- **TASK TO COMPLETE**
I need each line of the entries below that includes the string "elderly".

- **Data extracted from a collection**
------------------------------------------------

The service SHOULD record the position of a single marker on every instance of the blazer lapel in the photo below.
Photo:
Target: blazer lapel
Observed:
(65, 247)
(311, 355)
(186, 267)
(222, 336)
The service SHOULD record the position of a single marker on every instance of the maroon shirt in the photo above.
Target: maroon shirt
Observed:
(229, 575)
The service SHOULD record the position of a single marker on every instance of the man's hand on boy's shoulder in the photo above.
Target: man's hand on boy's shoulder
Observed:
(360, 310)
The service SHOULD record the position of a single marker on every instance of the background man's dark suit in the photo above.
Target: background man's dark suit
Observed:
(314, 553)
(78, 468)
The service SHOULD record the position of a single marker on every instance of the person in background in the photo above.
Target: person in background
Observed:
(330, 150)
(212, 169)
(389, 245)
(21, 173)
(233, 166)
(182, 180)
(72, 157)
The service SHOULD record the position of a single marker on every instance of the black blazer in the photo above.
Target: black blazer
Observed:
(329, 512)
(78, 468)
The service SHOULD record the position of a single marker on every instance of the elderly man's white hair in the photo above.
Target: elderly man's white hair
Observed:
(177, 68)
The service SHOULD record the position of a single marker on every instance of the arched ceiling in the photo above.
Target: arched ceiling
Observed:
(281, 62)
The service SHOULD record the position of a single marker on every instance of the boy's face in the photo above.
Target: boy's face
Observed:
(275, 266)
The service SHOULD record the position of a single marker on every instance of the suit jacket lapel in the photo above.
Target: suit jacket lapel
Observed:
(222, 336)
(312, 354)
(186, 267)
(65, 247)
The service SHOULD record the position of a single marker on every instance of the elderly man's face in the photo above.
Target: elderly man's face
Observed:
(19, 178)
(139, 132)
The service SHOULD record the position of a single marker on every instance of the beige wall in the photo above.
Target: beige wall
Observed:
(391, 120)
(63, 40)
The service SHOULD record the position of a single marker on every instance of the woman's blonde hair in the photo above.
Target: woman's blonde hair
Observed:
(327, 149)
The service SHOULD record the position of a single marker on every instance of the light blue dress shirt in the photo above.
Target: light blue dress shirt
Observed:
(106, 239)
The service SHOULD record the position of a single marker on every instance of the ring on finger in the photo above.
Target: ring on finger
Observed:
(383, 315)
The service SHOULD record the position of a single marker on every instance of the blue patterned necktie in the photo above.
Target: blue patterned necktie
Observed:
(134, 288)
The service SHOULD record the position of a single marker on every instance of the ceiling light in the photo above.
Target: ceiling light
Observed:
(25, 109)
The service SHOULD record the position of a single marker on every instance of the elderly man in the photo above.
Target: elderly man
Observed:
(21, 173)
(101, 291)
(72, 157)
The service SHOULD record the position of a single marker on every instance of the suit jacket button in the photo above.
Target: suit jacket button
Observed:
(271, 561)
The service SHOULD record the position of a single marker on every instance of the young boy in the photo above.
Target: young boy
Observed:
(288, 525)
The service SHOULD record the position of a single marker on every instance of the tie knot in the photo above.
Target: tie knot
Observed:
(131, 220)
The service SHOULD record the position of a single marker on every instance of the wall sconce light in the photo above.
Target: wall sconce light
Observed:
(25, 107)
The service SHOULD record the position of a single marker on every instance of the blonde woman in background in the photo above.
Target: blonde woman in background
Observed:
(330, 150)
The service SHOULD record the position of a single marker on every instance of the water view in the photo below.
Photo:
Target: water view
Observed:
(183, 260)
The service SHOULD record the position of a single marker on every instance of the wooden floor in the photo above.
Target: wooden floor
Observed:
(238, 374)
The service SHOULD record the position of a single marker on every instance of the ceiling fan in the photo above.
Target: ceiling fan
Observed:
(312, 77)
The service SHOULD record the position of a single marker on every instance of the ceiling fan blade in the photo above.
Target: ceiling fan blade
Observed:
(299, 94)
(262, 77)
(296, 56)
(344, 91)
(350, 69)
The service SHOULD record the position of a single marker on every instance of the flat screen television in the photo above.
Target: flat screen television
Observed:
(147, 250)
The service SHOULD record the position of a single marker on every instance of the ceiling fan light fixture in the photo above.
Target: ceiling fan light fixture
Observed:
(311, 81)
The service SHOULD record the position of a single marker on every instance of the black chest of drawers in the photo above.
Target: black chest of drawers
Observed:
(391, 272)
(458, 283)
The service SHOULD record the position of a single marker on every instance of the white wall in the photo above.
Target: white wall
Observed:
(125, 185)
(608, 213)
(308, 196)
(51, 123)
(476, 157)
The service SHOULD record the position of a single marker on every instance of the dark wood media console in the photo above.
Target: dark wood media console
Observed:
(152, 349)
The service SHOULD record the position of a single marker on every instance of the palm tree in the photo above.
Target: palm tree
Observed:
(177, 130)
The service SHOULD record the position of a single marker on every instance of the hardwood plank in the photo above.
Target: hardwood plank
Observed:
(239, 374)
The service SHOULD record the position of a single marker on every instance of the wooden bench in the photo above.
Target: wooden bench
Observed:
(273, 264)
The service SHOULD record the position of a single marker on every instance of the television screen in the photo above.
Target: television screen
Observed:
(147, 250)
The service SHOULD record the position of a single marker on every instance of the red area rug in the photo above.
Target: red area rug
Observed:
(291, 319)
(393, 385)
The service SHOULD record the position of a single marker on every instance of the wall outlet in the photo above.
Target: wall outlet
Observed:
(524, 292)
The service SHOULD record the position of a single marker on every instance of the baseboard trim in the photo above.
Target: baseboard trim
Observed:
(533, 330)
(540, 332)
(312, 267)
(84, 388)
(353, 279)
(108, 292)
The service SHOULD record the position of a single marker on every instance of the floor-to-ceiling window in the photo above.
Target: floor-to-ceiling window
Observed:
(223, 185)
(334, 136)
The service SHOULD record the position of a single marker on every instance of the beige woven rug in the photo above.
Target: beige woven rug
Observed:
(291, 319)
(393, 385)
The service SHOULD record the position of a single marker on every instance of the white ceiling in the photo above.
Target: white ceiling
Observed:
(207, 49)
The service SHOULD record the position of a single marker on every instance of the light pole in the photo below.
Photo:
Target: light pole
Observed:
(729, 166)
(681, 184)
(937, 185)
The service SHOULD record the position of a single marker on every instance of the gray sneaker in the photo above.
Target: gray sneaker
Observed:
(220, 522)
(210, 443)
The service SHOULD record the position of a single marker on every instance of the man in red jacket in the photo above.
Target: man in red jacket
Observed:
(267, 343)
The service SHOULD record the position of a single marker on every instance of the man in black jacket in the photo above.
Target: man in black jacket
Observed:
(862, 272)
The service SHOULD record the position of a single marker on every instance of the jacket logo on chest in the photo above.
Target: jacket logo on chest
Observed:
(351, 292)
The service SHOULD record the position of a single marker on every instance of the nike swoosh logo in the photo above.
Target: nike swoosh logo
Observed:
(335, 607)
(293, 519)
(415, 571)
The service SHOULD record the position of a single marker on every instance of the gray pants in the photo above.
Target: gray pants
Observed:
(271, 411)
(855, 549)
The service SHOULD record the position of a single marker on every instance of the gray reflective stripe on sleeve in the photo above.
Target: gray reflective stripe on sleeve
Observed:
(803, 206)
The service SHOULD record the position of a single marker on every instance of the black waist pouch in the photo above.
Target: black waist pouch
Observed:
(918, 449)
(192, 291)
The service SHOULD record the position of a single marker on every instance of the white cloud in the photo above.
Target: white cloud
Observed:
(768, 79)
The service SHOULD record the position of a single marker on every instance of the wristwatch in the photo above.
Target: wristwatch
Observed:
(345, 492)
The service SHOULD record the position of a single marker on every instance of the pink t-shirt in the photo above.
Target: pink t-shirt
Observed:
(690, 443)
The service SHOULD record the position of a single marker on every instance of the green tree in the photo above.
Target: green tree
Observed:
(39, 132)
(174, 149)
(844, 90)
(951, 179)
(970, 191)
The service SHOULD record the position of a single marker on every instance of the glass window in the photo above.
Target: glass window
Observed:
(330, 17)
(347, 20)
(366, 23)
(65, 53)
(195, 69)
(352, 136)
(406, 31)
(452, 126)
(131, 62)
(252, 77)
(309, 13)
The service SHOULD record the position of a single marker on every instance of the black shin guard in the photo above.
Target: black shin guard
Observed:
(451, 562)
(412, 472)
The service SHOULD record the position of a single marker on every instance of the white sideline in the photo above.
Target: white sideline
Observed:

------------------------------------------------

- **RESPONSE TO THE TASK**
The service SHOULD record the position of a single marker on every instance of the elderly man's white hair in the photo above.
Target: elderly man's white hair
The service SHOULD record the position of a single marker on every instance of the elderly man's face in the photo above.
Target: elderly man's face
The service SHOULD record the position of a single marker on every instance of the elderly man in the photo above.
Target: elderly man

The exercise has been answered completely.